▶ _SOURCE_:
# Crock Pot?



## Kraykz (Jan 19, 2011)

Hello Everyone!!!

Ok so.....

I offer my clients the option to pick their scent for their bath products, so I don't make them before they are requested. 

Can I keep my Melt and pour in a Crock pot and turn it on in the morning everyday so it is melted prior to requests and then shut it off in the evening and not lose the structure of the soap?


----------



## supersoaper3000 (Jan 19, 2011)

Depends on the temp you heat it up to, and how often you melt it.  Are you asking if you can melt soap everyday just in case you need it?  No.  Are you asking if you can melt soap on request and re-use any left over base for your next batch?  Absolutely.


----------



## Genny (Jan 20, 2011)

Be careful when melting soap in the crock pot, it burns quite easily.
If you're just making small batches at a time, a double boiler or microwave might be easier.


----------



## pixybratt (Jan 20, 2011)

the shop i help out at uses one at work, well not a crock pot it's a  deep fryer, and it has temp settings and it must be on the very lowest like almost not on. and it can only be on for short periods of time, unless i am using a lot of soap and keep melting new soap, other wise it becomes yellowish and cloudy from being over heated.


----------



## heartandsoap (Jan 20, 2011)

a little zap in the microwave. Have never used a crock pot. Just don't overheat your soap or you'll lose the lather.

Named object pointing entries
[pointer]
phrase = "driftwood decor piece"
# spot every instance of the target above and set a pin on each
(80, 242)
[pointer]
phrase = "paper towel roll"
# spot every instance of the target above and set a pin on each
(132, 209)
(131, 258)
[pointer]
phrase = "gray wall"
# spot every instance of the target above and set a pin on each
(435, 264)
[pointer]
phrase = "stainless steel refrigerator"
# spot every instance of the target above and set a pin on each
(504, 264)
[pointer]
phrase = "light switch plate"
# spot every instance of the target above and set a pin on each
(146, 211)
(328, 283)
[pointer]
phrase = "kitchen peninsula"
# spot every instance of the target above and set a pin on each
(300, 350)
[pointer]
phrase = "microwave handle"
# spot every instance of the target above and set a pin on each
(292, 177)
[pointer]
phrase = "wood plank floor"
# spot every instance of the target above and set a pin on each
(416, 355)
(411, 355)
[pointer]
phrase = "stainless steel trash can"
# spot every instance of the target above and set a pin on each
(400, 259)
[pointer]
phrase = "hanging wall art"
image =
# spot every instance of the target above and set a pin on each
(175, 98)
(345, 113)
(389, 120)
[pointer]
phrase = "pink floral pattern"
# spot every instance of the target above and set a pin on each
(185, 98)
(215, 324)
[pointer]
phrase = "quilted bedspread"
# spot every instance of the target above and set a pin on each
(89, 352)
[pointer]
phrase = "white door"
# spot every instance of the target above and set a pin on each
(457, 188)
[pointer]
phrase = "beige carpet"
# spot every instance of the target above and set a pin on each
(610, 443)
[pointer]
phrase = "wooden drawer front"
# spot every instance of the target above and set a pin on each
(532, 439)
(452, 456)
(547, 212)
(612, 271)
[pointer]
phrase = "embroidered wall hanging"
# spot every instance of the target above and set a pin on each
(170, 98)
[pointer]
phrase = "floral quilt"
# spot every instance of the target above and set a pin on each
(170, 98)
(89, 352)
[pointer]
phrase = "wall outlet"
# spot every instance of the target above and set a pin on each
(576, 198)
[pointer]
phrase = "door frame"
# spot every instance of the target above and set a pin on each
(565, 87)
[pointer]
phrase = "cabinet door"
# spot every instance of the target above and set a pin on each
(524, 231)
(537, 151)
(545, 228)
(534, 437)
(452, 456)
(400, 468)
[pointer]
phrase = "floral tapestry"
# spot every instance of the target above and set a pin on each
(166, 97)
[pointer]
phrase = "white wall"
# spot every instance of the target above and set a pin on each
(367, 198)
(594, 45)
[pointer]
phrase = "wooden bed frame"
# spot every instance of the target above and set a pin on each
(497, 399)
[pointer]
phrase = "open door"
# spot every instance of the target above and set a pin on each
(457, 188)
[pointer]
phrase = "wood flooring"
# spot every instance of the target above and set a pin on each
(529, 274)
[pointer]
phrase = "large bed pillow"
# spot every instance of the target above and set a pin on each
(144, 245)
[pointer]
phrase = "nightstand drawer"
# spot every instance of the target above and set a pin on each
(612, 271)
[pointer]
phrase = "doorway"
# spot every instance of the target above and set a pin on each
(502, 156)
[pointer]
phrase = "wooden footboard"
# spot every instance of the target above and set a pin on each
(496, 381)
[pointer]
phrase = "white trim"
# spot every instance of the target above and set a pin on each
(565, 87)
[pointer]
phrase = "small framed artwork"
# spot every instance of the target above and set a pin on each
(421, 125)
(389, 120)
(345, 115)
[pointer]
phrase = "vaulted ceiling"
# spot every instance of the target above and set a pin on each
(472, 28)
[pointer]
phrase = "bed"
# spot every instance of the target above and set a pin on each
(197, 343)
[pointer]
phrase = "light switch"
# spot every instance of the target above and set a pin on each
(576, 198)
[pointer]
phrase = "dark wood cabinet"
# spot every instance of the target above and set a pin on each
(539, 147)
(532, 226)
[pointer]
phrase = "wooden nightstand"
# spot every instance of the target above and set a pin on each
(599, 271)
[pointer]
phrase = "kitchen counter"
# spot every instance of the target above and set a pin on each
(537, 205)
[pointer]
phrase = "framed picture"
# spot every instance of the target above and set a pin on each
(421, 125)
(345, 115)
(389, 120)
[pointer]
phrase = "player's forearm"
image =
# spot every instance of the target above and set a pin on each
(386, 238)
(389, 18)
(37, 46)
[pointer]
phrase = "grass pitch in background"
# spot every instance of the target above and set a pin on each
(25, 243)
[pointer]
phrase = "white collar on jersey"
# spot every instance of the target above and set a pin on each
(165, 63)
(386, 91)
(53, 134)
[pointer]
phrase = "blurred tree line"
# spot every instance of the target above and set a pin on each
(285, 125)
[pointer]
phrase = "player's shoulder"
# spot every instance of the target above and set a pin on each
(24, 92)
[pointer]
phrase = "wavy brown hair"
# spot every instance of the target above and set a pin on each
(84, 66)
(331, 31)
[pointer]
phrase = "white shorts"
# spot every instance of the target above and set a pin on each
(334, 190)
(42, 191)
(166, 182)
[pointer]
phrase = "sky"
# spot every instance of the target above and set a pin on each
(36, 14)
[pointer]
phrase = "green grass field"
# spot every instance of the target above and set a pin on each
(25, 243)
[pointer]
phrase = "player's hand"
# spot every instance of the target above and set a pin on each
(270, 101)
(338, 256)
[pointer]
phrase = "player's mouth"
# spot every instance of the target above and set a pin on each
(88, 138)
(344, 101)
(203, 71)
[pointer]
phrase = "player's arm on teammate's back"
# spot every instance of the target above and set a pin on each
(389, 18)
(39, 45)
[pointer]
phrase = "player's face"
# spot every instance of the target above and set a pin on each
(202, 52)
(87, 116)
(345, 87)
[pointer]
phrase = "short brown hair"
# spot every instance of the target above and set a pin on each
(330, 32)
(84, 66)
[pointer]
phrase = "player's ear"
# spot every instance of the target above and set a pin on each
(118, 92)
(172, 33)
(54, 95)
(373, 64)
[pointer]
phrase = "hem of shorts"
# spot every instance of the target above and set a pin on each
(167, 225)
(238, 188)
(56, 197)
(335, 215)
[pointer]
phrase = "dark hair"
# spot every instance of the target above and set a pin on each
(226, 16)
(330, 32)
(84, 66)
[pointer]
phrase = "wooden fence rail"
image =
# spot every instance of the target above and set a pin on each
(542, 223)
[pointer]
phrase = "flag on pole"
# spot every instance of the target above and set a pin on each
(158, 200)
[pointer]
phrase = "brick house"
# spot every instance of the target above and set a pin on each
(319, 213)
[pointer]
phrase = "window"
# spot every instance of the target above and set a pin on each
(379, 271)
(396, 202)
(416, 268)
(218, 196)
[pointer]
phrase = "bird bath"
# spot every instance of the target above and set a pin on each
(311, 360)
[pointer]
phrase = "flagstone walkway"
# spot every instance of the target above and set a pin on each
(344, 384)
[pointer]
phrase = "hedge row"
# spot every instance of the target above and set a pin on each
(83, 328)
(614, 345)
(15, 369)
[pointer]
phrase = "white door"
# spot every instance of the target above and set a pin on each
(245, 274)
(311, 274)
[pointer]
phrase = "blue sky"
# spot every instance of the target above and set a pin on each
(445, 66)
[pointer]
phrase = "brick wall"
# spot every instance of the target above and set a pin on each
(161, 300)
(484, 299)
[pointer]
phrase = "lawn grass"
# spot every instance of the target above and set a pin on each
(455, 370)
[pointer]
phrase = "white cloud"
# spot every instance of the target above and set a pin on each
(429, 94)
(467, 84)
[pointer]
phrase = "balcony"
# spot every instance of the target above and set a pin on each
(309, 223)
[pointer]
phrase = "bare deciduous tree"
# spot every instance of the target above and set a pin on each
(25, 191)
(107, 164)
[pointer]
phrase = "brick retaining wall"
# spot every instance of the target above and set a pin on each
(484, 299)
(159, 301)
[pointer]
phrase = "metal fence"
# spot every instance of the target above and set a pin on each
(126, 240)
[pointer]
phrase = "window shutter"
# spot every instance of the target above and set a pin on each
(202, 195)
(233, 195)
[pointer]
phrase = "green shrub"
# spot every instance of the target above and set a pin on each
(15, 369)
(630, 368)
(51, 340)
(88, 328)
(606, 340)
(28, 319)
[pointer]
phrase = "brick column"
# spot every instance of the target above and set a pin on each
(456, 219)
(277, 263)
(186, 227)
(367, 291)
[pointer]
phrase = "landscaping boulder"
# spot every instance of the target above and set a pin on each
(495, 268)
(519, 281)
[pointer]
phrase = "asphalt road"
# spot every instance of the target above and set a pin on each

▶ _WHAT THE TASK ASKS_:
Carry on the forum thread about melting soap in a crock pot from its last post.

▶ _RESULT BELOW_:
----------



## AZ Soaper (Jan 23, 2011)

I use a rice cooker as it shuts off automatically. I used to do classes for Michael's and they sold a soap cooker that was just a rice cooker.


----------



## Catmehndi (Jan 24, 2011)

The most important thing is to not let it evaporate too much - unless you want to add more liquids to it.

I know a lot of people use the microwave but I wouldn't nor would I want to buy a soap made that way.


----------



## Tabitha (Jan 24, 2011)

My experince is, you can remelt M&P a couple of times. If you remelt it too many times it gets rubbery.


----------



## Melharma (Jun 8, 2011)

I don't think the crock pot idea is very good, you don't want to melt and re melt the same base over and over.  The texture will be compromised.


----------



## soapbuddy (Jun 8, 2011)

Tabitha said:
			
		

> My experince is, you can remelt M&P a couple of times. If you remelt it too many times it gets rubbery.


Exactly.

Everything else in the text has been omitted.